ACTIVITY: Copy out every line of the records that contains the word "positive".

****************

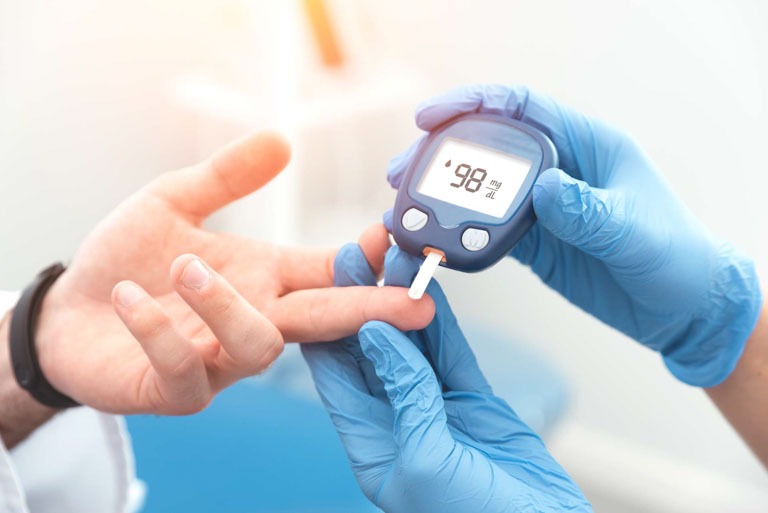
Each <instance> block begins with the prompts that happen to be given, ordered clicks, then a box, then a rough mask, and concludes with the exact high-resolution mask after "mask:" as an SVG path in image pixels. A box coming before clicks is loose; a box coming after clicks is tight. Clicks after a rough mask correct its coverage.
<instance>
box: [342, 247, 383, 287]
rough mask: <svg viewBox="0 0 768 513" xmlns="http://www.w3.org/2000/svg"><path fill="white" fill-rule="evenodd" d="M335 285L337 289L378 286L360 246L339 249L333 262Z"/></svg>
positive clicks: (361, 248) (375, 276) (368, 264)
mask: <svg viewBox="0 0 768 513" xmlns="http://www.w3.org/2000/svg"><path fill="white" fill-rule="evenodd" d="M333 284H334V285H335V286H337V287H349V286H352V285H375V284H376V276H375V275H374V274H373V271H372V270H371V266H370V265H369V264H368V260H366V258H365V254H364V253H363V250H362V248H361V247H360V246H359V245H357V244H354V243H349V244H345V245H343V246H342V247H341V249H339V252H338V253H337V254H336V258H335V259H334V261H333Z"/></svg>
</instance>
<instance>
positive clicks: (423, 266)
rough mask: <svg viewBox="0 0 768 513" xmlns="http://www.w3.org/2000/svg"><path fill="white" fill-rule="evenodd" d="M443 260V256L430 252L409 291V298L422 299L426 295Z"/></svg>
mask: <svg viewBox="0 0 768 513" xmlns="http://www.w3.org/2000/svg"><path fill="white" fill-rule="evenodd" d="M442 260H443V255H441V254H440V253H435V252H434V251H430V252H429V253H427V258H426V259H424V263H423V264H421V267H420V268H419V272H418V274H416V278H414V279H413V283H412V284H411V288H410V289H408V297H409V298H411V299H421V296H423V295H424V291H425V290H427V285H429V280H431V279H432V275H433V274H435V271H436V270H437V268H438V266H439V265H440V262H442Z"/></svg>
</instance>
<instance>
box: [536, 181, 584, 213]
mask: <svg viewBox="0 0 768 513" xmlns="http://www.w3.org/2000/svg"><path fill="white" fill-rule="evenodd" d="M572 186H576V187H577V188H578V184H577V182H576V180H574V179H573V178H572V177H571V176H570V175H568V174H567V173H565V172H564V171H563V170H561V169H557V168H550V169H547V170H545V171H544V172H542V173H541V174H540V175H539V177H538V178H537V179H536V183H534V184H533V209H534V211H535V212H536V217H538V218H539V219H540V220H542V221H543V222H544V223H546V222H547V221H548V220H549V219H551V218H552V216H553V215H554V214H555V212H556V210H557V209H558V208H559V204H560V203H561V200H562V193H563V190H564V189H566V188H568V187H572Z"/></svg>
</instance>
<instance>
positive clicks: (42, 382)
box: [9, 263, 80, 408]
mask: <svg viewBox="0 0 768 513" xmlns="http://www.w3.org/2000/svg"><path fill="white" fill-rule="evenodd" d="M65 270H66V268H65V267H64V266H63V265H62V264H61V263H56V264H53V265H52V266H50V267H48V268H47V269H45V270H43V271H41V272H40V274H38V275H37V277H36V278H35V280H34V281H33V282H32V283H31V284H30V285H29V286H28V287H27V288H26V289H24V292H23V293H22V294H21V298H20V299H19V302H18V303H16V306H15V307H14V310H13V316H12V317H11V327H10V331H9V339H10V344H9V346H10V350H11V365H12V366H13V373H14V375H15V376H16V381H18V383H19V385H20V386H21V388H23V389H24V390H26V391H27V392H29V393H30V394H31V395H32V397H34V398H35V399H36V400H37V401H38V402H40V403H43V404H44V405H46V406H50V407H52V408H71V407H73V406H80V403H78V402H77V401H75V400H74V399H72V398H71V397H68V396H66V395H64V394H62V393H61V392H59V391H58V390H56V389H55V388H53V385H51V384H50V383H49V382H48V380H47V379H45V376H43V371H42V369H40V362H39V361H38V359H37V350H36V349H35V324H36V323H37V317H38V315H39V314H40V307H41V306H42V304H43V298H44V297H45V293H46V292H48V289H50V288H51V285H53V283H54V282H55V281H56V280H57V279H58V277H59V276H61V275H62V273H63V272H64V271H65Z"/></svg>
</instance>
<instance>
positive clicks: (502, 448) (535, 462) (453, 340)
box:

****************

RESPONSE AREA:
positive clicks: (361, 248) (375, 276) (368, 264)
positive clicks: (423, 266)
positive clicks: (42, 382)
positive clicks: (502, 448) (535, 462) (453, 340)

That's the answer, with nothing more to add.